Supplied text>
/---

Additionally, Rosedale maintains VR headsets still haven’t addressed the fundamental issues that drive users away from remaining in VR in the first place, including long-term headset comfort, clear text legibility on par with traditional monitors, and the ability to type & take notes while in VR. While the medium’s trajectory is undeniably headed in that direction, the times are simply too uncertain for the company to remain a consumer-first platform. The studio is looking to straddle that gap by appealing to remote workers with its desktop client, VR support, and more importantly the platform’s built-in positional audio.

HiFi’s Enterprise Detour

The inflection point in all of this, Rosedale tells me, took place about a month ago when the company came up with the idea of providing High Fidelity as a work platform, something he maintains companies will use both in and outside of VR headsets as a part of a virtual office.

To test the hypothesis, the studio sent everyone home to work remotely. Within three days, Rosedale decided that the company would, in his words, “make it a big focus of our time.” To boot, the team continued working remotely through High Fidelity for a few weeks in a virtual campus to further test the company’s direction.

“The tipping point was seeing that we really felt committed to being able to go after this idea of work, and working together, and the sense of presence they can have working as a remote team,” Rosedale elucidates.

\---

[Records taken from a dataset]
/---

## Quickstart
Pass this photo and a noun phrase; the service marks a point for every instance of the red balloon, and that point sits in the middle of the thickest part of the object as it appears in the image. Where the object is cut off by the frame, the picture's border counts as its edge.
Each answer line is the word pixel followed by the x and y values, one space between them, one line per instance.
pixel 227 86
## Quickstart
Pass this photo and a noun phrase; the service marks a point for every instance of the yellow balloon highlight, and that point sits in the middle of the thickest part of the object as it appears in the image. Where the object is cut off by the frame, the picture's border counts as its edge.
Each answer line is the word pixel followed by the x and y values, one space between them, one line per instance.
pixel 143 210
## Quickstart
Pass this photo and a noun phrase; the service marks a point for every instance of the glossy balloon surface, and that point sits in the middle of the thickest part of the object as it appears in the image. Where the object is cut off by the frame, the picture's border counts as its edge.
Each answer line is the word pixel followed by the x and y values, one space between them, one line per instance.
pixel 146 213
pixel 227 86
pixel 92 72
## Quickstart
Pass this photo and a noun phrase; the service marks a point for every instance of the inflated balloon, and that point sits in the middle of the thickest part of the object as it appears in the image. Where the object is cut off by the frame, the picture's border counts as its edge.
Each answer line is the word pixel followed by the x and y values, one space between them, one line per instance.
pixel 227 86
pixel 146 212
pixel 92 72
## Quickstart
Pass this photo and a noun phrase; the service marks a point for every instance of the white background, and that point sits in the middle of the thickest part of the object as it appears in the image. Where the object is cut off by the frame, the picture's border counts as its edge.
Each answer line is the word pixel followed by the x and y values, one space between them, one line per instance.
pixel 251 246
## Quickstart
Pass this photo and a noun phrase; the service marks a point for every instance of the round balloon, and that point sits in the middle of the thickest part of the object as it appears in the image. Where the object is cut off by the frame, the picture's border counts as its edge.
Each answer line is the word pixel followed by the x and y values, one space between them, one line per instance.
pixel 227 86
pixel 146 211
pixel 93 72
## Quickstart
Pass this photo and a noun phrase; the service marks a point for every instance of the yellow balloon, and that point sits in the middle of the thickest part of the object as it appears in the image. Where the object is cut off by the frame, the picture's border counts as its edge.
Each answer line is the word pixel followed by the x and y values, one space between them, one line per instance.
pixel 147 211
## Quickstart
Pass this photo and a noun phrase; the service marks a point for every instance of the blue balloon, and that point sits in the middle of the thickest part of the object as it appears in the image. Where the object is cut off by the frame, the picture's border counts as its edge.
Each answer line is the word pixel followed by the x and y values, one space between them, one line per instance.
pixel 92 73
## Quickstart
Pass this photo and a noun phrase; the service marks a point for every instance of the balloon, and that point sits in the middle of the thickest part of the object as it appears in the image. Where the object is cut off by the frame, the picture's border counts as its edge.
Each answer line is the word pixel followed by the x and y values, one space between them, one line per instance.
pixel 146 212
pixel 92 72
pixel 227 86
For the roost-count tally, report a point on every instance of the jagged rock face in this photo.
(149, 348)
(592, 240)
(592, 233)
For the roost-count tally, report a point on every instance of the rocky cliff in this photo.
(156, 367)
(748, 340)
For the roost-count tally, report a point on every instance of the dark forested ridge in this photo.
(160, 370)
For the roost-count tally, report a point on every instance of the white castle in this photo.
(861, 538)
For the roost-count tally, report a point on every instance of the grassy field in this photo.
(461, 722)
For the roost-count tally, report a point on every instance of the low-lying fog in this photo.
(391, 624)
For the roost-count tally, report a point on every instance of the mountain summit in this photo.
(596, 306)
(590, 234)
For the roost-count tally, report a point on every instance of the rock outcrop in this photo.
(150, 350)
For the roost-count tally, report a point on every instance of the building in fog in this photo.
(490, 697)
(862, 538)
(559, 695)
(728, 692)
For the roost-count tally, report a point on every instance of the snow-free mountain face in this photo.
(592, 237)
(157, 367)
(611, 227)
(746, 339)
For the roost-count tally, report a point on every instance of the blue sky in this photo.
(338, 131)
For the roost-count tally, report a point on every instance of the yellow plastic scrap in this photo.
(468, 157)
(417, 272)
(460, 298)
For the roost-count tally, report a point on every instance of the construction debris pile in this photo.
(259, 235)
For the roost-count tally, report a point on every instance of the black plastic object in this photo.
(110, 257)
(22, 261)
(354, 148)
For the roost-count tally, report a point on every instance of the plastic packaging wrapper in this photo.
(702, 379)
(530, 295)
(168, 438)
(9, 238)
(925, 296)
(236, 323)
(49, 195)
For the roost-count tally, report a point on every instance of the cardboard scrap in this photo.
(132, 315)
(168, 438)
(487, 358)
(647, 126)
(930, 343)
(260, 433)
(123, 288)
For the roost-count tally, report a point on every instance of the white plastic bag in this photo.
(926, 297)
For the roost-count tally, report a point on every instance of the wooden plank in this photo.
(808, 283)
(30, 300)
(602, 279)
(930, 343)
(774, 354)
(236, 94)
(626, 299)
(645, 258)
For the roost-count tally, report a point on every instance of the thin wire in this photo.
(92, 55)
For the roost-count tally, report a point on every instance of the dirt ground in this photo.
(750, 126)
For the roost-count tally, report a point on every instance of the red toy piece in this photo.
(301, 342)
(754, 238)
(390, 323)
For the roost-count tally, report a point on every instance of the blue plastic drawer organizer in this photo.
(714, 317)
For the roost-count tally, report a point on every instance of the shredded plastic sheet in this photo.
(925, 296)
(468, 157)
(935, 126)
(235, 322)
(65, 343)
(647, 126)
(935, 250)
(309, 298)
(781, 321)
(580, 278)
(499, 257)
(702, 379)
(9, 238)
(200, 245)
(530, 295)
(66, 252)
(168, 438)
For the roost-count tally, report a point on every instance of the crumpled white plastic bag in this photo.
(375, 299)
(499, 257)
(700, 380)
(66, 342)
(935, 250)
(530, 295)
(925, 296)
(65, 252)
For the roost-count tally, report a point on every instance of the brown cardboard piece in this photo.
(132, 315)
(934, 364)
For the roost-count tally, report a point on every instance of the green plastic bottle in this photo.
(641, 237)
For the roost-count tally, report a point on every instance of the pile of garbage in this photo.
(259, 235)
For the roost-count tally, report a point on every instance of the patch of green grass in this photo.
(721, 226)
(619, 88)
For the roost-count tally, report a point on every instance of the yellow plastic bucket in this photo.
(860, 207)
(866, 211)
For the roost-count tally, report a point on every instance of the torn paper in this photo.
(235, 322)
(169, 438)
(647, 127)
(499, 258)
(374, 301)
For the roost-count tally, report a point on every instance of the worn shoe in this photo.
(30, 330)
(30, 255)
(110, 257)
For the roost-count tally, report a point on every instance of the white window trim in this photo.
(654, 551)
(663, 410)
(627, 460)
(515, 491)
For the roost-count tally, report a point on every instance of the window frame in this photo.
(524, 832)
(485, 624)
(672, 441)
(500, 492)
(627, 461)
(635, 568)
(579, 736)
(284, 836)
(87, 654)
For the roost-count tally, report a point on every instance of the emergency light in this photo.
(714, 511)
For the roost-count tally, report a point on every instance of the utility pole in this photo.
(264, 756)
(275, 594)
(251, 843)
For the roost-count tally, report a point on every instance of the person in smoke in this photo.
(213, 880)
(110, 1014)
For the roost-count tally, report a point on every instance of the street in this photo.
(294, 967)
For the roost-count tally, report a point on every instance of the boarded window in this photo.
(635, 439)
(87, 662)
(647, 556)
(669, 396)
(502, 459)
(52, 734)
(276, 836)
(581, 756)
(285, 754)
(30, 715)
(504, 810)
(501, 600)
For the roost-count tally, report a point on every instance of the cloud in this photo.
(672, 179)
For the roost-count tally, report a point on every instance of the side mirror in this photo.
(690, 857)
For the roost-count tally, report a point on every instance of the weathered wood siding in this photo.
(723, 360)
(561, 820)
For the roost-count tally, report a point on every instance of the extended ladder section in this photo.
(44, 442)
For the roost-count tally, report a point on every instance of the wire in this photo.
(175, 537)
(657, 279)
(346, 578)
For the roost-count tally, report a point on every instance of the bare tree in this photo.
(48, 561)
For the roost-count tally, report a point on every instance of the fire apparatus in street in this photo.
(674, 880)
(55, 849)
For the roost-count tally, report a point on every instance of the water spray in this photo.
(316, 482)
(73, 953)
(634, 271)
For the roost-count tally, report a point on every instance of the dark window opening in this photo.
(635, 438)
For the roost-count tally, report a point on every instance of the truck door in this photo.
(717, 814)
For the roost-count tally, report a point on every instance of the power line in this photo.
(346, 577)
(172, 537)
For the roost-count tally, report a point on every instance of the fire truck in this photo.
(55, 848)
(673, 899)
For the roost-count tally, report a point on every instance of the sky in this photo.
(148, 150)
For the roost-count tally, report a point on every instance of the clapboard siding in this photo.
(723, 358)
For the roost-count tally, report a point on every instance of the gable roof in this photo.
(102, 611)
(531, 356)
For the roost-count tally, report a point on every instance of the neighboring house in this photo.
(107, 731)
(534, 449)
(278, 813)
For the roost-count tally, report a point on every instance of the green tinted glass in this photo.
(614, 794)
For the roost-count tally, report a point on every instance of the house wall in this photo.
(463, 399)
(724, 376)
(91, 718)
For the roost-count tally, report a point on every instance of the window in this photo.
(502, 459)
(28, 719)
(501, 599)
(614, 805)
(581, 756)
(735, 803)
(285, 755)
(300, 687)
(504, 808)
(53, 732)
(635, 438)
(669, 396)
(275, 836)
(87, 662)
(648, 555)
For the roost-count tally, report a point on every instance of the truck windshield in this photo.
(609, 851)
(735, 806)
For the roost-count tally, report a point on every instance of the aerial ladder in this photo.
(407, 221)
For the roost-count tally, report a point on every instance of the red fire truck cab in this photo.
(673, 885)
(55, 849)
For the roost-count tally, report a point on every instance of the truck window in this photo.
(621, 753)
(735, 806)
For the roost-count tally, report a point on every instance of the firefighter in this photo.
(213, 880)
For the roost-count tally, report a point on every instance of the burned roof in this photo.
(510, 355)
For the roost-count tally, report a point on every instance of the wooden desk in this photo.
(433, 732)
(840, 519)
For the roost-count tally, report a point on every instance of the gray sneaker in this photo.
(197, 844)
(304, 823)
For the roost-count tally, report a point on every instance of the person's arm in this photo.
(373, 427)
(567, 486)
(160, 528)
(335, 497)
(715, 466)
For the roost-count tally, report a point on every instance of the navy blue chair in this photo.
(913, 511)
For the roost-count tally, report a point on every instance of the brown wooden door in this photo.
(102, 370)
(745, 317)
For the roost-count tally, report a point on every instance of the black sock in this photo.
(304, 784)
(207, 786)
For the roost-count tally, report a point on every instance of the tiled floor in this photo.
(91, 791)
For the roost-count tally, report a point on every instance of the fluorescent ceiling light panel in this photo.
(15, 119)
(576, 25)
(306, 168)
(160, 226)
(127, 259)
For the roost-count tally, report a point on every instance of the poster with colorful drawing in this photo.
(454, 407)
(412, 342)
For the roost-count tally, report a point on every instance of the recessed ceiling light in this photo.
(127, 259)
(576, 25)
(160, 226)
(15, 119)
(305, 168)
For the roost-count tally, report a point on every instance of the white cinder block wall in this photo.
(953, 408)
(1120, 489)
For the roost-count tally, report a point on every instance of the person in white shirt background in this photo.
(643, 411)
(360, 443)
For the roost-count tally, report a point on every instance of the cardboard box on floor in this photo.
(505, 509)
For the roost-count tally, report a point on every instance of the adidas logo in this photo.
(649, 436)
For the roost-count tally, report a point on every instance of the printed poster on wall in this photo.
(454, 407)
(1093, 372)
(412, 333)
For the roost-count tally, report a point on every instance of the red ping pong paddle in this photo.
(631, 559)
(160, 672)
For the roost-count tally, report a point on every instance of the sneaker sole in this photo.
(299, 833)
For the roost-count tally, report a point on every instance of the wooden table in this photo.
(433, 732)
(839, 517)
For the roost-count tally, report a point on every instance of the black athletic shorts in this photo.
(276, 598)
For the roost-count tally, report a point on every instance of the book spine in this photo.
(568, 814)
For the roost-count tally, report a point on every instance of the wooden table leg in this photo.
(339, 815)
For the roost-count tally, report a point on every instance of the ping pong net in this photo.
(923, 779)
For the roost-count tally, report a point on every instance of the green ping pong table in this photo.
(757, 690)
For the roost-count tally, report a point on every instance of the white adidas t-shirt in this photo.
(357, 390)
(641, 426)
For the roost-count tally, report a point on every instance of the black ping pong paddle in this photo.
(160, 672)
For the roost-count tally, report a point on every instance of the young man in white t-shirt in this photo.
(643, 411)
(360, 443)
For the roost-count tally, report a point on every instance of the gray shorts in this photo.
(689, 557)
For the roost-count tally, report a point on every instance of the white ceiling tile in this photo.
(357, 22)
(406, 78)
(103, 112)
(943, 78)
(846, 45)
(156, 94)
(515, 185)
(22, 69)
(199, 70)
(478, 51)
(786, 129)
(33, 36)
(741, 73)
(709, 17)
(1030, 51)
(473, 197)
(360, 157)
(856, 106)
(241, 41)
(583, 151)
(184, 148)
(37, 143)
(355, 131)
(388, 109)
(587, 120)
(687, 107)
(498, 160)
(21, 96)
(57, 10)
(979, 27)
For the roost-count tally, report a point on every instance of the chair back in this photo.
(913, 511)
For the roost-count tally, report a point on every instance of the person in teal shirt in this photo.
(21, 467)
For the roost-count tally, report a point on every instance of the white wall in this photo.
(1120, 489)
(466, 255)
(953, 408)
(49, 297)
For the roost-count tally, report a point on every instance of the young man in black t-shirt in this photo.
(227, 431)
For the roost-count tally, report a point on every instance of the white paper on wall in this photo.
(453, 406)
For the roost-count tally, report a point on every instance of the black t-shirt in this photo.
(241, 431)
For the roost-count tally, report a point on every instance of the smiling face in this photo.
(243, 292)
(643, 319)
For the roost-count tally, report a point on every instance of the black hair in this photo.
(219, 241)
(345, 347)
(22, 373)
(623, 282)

\---

Study questions>
1 – Answer these three questions using the High Fidelity passage:
(a) Which fundamental issues does Rosedale say VR headsets still have not addressed?
(b) According to Rosedale, when did the inflection point occur, and what idea marked it?
(c) How long after the studio sent everyone home did Rosedale decide to make remote work a big focus?
2 – List every feature of the platform that, according to the High Fidelity passage, the studio is using to appeal to remote workers.
3 – Write the next part of the High Fidelity passage, beginning after Rosedale's remark about working as a remote team.

Answers provided>
1 –
(a) Long-term headset comfort, clear text legibility on par with traditional monitors, and the ability to type and take notes while in VR.
(b) It occurred about a month ago, when the company came up with the idea of providing High Fidelity as a work platform.
(c) Within three days.

2 –
- Its desktop client
- VR support
- The platform's built-in positional audio

3 –
High Fidelity already provides a way for users to pop in and out of VR on the fly; as soon as you take off the headset, you snap to a monitor mode that allows you to look around via mouse and keyboard. Moving forward with this idea, Rosedale envisions users wearing headphones while going about their normal work tasks, although not actively engaging in the platform at all times as it runs in the background. With positional audio, users would be able to hear a colleague approach their AFK avatar and respond either by interacting through the desktop client, or by putting the on their VR headset for a more immersive view.

Primarily relying on always-on positional audio is an interesting idea to say the least, and looks to fill the same role that Slack does for remote workers, albeit with the ability to hold the sort of frictionless conversations and meetings you might otherwise have in a typical office.

Critically, Rosedale doesn’t consider the move a pivot, but rather another end to the mean for creating virtual worlds that he estimates could touch “many millions of people.” By Rosedale’s reckoning, there are currently five million remote workers in the US, and that number is going up “very fast.”

As it is, High Fidelity has some serious skin in the game. As the most well-funded VR-compatible platform of its type—amassing more than $70 million in external funding since it was founded in 2013—it needs to find a way to get cash flow-positive while continuing its path towards realizing Rosedale’s dream of it becoming a major player in the burgeoning metaverse. The launch of the company’s stable cryptocurrency, HFC, and the associated digital marketplace simply hasn’t created the uplifting virtual economy for High Fidelity, or the sort of vibrant marketplace that Second Life massively benefited from in the early 2000’s. On that note, Second Life still boasts upwards of 50,000 peak users daily—something even VRChat (in all its virality) can’t profess.

Supposing many of High Fidelity’s contemporaries are facing the same harsh reality—either find a way to monetize, be acquired, or eventually close up shop—it’s clear we’re coming to an inflection point in VR’s history when many of the early free VR platforms will need to make a similar call. That said, it’s still early days, although the wait for VR mass adoption is essentially indeterminable at this point. We simply don’t know how all of this will unfold, which is exactly the reason why we still haven’t finished traveling on the road to VR.